» **Yönerge 1**: Çadırkentin çocuklarıyla ilgili yazıdaki bölümü birebir aktarın. "Elif Atmaca 29" sözcüklerinin geçtiği yerden başlayın ve "Ödülü’nü de aldı." sözcüklerinden sonra durun.
» **Yönerge 2**: Elif Atmaca ve Toyi oyun kiti üzerine olan yazıyı kaldığı yerden sürdürün.

» **Metin bölümü**:
════

Çadırkentin çocukları ilham oldu

Güncelleme Tarihi:

Çadırkentin çocukları ilham oldu
Oluşturulma Tarihi: Şubat 22, 2020 07:00

Elif Atmaca 29 yaşında genç bir tasarımcı, Toyi oyun kiti markasının yaratıcısı. 17 Ağustos’u İzmit’te yaşadı. Çadırkentteki yaşamı, oradaki çocukların duygularını, acıları ve kahkahayı paylaştı. Üniversiteyi bitirdiğinde cinsiyetsiz, her çocuğun yaratıcılığını tetikleyen, dezavantajlı çocuklara ulaşacak bir oyun kiti tasarladı. Toyi oyun kiti kısa zamanda global bir oyun kiti oldu. MoMA (Museum of Modern Art) müze mağazası ilk kez bir Türk oyuncak tasarımcısının ürününe yer verdi. Toyi oyun kiti Türkiye’den Tayvan’a, Hollanda’dan Amerika’ya uzandı. Elif Atmaca bu yıl İbrahim Bodur Sosyal Girişimcilik İleri Aşama Ödülü’nü de aldı.

════

» **Sağlanan bilgiler**:
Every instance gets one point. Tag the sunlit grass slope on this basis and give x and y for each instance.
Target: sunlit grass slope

════

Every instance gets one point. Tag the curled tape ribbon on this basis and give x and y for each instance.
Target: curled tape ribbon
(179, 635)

════

» **Beklenen çıktı 1**:
Elif Atmaca 29 yaşında genç bir tasarımcı, Toyi oyun kiti markasının yaratıcısı. 17 Ağustos’u İzmit’te yaşadı. Çadırkentteki yaşamı, oradaki çocukların duygularını, acıları ve kahkahayı paylaştı. Üniversiteyi bitirdiğinde cinsiyetsiz, her çocuğun yaratıcılığını tetikleyen, dezavantajlı çocuklara ulaşacak bir oyun kiti tasarladı. Toyi oyun kiti kısa zamanda global bir oyun kiti oldu. MoMA (Museum of Modern Art) müze mağazası ilk kez bir Türk oyuncak tasarımcısının ürününe yer verdi. Toyi oyun kiti Türkiye’den Tayvan’a, Hollanda’dan Amerika’ya uzandı. Elif Atmaca bu yıl İbrahim Bodur Sosyal Girişimcilik İleri Aşama Ödülü’nü de aldı.

» **Beklenen çıktı 2**:
Haberin Devamı

‘İŞTE böyle gençler var’ diyebileceğimiz bir hikaye. İlham Veren Kadınlar’da fark yaratan, yeni işler yapan, yılmayan, üreten kadınları yazmaya devam ediyoruz. Bu hikayenin kahramanı Elif Atmaca. 29 yaşında, Gazi Üniversitesi Güzel Sanatlar Fakültesi Endüstriyel Tasarım Fakültesi mezunu. Babası asker olan Elif Atmaca’nın çocukluğu Anadolu’nun farklı bölgelerinde geçti. Annesi ev ekonomisi öğretmeniydi. Ağabeyi ve Elif her gittikleri yere uyum sağlamayı daha çok küçük yaşlarda öğrendi. Elif ana sınıfını Ardahan’da okudu. İlkokula Urfa Akçakale’de başladı. Annesi Halk Eğitim Merkezleri’nde de öğretmenlik yaptı. Bu yüzden de hayatında üretmek, farklı malzemeler kullanmak oldu Elif Atmaca’nın. Urfa’da kaldıkları dönemde ise çevrelerinde yaşıtı kimse yoktu. Annesi de oyun arkadaşı bulmakta zorlandığı kızının eline boyaları, makasları vererek “Ne istiyorsan yap” diyerek ona bir yaratıcı alan sağladı.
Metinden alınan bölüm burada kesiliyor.